■ **Aim of the exercise**: An exact, complete copy of the lines below is the expected answer.

Segment Start: Extracted entries

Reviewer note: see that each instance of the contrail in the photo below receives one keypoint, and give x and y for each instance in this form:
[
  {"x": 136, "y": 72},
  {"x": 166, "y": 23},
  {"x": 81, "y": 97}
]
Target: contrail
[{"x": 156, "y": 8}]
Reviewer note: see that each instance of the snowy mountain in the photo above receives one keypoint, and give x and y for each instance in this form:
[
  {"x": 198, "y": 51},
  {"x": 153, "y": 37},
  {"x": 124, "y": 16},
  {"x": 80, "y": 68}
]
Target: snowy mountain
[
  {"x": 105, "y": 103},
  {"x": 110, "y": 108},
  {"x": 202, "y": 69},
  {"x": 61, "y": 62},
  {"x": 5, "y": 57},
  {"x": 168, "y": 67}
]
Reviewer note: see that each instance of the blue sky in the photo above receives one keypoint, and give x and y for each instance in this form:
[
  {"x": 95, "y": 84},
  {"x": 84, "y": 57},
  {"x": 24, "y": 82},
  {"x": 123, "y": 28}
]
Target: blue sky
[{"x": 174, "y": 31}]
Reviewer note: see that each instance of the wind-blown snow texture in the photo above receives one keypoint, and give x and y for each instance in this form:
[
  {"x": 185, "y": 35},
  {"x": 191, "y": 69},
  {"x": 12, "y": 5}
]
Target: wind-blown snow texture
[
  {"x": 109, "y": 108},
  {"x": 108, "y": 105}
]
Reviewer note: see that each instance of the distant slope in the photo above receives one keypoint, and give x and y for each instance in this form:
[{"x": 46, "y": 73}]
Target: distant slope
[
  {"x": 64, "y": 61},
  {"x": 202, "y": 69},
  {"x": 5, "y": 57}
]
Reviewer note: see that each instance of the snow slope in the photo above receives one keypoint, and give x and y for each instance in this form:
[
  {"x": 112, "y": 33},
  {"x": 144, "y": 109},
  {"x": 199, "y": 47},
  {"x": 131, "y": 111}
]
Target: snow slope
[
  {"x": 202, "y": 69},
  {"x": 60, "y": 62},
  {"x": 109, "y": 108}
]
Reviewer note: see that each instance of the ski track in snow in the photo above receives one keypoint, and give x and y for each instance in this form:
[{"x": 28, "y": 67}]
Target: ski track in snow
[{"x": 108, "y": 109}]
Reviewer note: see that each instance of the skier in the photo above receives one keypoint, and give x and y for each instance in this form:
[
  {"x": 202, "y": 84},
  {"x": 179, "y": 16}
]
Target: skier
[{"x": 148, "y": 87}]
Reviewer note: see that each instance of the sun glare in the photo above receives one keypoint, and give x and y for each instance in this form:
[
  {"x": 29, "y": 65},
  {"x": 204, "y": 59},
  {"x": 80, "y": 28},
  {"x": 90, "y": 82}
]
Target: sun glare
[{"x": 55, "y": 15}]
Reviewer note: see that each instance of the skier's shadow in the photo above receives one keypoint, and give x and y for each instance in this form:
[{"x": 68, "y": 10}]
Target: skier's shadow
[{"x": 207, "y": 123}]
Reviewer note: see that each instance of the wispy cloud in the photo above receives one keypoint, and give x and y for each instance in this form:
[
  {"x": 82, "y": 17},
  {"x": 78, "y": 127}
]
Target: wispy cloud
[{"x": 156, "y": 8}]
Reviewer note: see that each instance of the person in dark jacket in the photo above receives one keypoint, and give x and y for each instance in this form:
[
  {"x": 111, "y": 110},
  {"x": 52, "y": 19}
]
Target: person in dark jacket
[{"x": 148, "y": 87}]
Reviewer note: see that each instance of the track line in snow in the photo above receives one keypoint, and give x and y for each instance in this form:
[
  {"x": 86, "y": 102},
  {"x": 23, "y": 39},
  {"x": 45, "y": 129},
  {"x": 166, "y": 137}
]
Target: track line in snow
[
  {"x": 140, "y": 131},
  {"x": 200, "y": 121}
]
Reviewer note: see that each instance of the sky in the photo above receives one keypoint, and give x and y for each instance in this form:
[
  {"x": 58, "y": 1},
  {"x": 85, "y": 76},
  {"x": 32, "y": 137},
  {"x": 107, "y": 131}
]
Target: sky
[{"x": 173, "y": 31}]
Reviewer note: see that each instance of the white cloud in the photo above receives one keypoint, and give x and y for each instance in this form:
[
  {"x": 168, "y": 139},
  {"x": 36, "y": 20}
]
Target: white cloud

Segment End: Extracted entries

■ **Exercise response**:
Reviewer note: see that each instance of the contrail in the photo below receives one keypoint, and give x and y for each instance in this form:
[
  {"x": 136, "y": 72},
  {"x": 166, "y": 23},
  {"x": 81, "y": 97}
]
Target: contrail
[{"x": 156, "y": 8}]
Reviewer note: see that each instance of the snowy mountain in the photo above receives one keypoint, and give x and y for each instance in this form:
[
  {"x": 198, "y": 51},
  {"x": 153, "y": 37},
  {"x": 124, "y": 16},
  {"x": 80, "y": 68}
]
Target: snowy mountain
[
  {"x": 105, "y": 103},
  {"x": 110, "y": 108},
  {"x": 202, "y": 69},
  {"x": 61, "y": 62},
  {"x": 5, "y": 57},
  {"x": 168, "y": 67}
]
Reviewer note: see that each instance of the blue sky in the photo above receives one keypoint, and give x and y for each instance in this form:
[
  {"x": 95, "y": 84},
  {"x": 84, "y": 57},
  {"x": 24, "y": 82},
  {"x": 123, "y": 28}
]
Target: blue sky
[{"x": 174, "y": 31}]
Reviewer note: see that each instance of the wind-blown snow texture in the photo above receives one keypoint, and give x and y for each instance in this form:
[
  {"x": 185, "y": 35},
  {"x": 191, "y": 69},
  {"x": 12, "y": 5}
]
Target: wind-blown snow texture
[
  {"x": 109, "y": 108},
  {"x": 108, "y": 105}
]
Reviewer note: see that each instance of the distant slope in the photo above receives one keypoint, and give x and y for each instance in this form:
[{"x": 46, "y": 73}]
Target: distant slope
[
  {"x": 64, "y": 61},
  {"x": 202, "y": 69},
  {"x": 5, "y": 57}
]
Reviewer note: see that each instance of the snow slope in the photo above receives one keypoint, and give x and y for each instance in this form:
[
  {"x": 112, "y": 33},
  {"x": 144, "y": 109},
  {"x": 199, "y": 47},
  {"x": 131, "y": 111}
]
Target: snow slope
[
  {"x": 202, "y": 69},
  {"x": 60, "y": 62},
  {"x": 109, "y": 108}
]
Reviewer note: see that each instance of the ski track in snow in the photo above receives one keypoint, and give x and y for each instance in this form:
[{"x": 28, "y": 67}]
Target: ski track in snow
[{"x": 108, "y": 109}]
Reviewer note: see that each instance of the skier in the photo above receives one keypoint, and give x and y for each instance in this form:
[
  {"x": 202, "y": 84},
  {"x": 179, "y": 16}
]
Target: skier
[{"x": 148, "y": 87}]
Reviewer note: see that each instance of the sun glare in the photo above receives one keypoint, and give x and y for each instance in this form:
[
  {"x": 29, "y": 65},
  {"x": 204, "y": 59},
  {"x": 80, "y": 28},
  {"x": 90, "y": 82}
]
Target: sun glare
[{"x": 55, "y": 15}]
Reviewer note: see that each instance of the skier's shadow in the photo above receives one keypoint, and give x and y for each instance in this form:
[{"x": 68, "y": 10}]
Target: skier's shadow
[{"x": 207, "y": 123}]
Reviewer note: see that each instance of the wispy cloud in the photo above receives one keypoint, and give x and y for each instance in this form:
[
  {"x": 82, "y": 17},
  {"x": 78, "y": 127}
]
Target: wispy cloud
[{"x": 156, "y": 8}]
Reviewer note: see that each instance of the person in dark jacket in the photo above receives one keypoint, and give x and y for each instance in this form:
[
  {"x": 111, "y": 110},
  {"x": 52, "y": 19}
]
Target: person in dark jacket
[{"x": 148, "y": 87}]
Reviewer note: see that each instance of the track line in snow in the photo above receives one keypoint, and give x and y for each instance in this form:
[
  {"x": 86, "y": 102},
  {"x": 23, "y": 39},
  {"x": 45, "y": 129},
  {"x": 166, "y": 137}
]
Target: track line in snow
[
  {"x": 140, "y": 131},
  {"x": 200, "y": 121}
]
Reviewer note: see that each instance of the sky in the photo above receives one keypoint, and give x and y for each instance in this form:
[
  {"x": 58, "y": 1},
  {"x": 85, "y": 76},
  {"x": 32, "y": 137},
  {"x": 107, "y": 131}
]
Target: sky
[{"x": 173, "y": 31}]
Reviewer note: see that each instance of the white cloud in the photo above receives one keypoint, and give x and y for each instance in this form:
[
  {"x": 168, "y": 139},
  {"x": 36, "y": 20}
]
Target: white cloud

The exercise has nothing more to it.